→ EXTRACT:
◇ ◇ ◇

Silklantern's Rayin Rishad interviews best selling fantasy writer George R. R. Martin, author of the series A Song of Ice and Fire. With a range of questions about the lifestyle of a writer, relationships with characters, the writing process and the inspiration of an writer, it is a fascinating insight into the life of a best-selling author.


by Rayin (Rayn) Rishad

Foreword by Dawnrider: Getting this up here is mostly Iliana's doing, not mine, but I would like to say that we were very surprised when Rayin came to us with this article. We didn't expect people to come up with things like this off the bat, so to speak. Since then, he has transcribed the entire interview and edited it with Iliana, which is a massive amount of work. I personally really enjoyed reading it, and I hope you do too. If you do, then please drop him a personal message or e-mail to say thanks for all of his hard work. You can get his details from his name, linked on the left :)


I am currently a senior at Santa Fe High School in New Mexico. As all seniors know like all the other students we have to do book reports too. My father works for a contracting company here in Santa Fe. George had talked my dad's boss about doing some work on both of his houses, and my dad's boss said "Sure."

My dad found out who George was and told me, of course I had no idea who he was at the time. I went out and bought one of George's books and it happened to be A Game of Thrones. I liked what I was reading so I went out and bought the next book A Clash of Kings. I had really begun to like George's work. I hadn't gone out to buy the third book yet, seeing how it hadn't come out yet. I still haven't read it yet to this day!

While my dad was structolighting George's fireplace he asked me to help with it. (For those of you who don't know what structolight is, it's basically a finish-like plaster for walls and other things, such as fireplaces.) The first time I met George I was abashed. He looked completely different from what I thought he looked like, because I hadn't seen any pictures of him. George and his wife Parris had just come back from seeing Lord of the Rings the fellowship of the Rings. They said it was "Fantastic!" and they were going to see it again.

◇ ◇ ◇

→ DATA:
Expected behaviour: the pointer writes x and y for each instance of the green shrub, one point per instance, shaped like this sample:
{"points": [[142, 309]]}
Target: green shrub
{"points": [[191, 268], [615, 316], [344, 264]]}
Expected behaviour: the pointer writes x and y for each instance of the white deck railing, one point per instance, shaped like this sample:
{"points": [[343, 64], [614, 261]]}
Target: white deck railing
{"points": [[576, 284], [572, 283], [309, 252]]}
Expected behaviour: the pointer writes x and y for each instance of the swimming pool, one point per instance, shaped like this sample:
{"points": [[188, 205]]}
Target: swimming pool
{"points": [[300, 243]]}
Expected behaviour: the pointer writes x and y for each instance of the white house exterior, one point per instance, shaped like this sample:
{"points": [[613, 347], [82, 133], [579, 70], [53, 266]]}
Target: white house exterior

◇ ◇ ◇

→ AIM OF THE TASK:
Copy out the part of the Martin interview text that opens with the words containing "Foreword by Dawnrider: Getting" and closes with "the left :)", swapping "article" for "piece".

→ RIGHT ANSWER:
Foreword by Dawnrider: Getting this up here is mostly Iliana's doing, not mine, but I would like to say that we were very surprised when Rayin came to us with this piece. We didn't expect people to come up with things like this off the bat, so to speak. Since then, he has transcribed the entire interview and edited it with Iliana, which is a massive amount of work. I personally really enjoyed reading it, and I hope you do too. If you do, then please drop him a personal message or e-mail to say thanks for all of his hard work. You can get his details from his name, linked on the left :)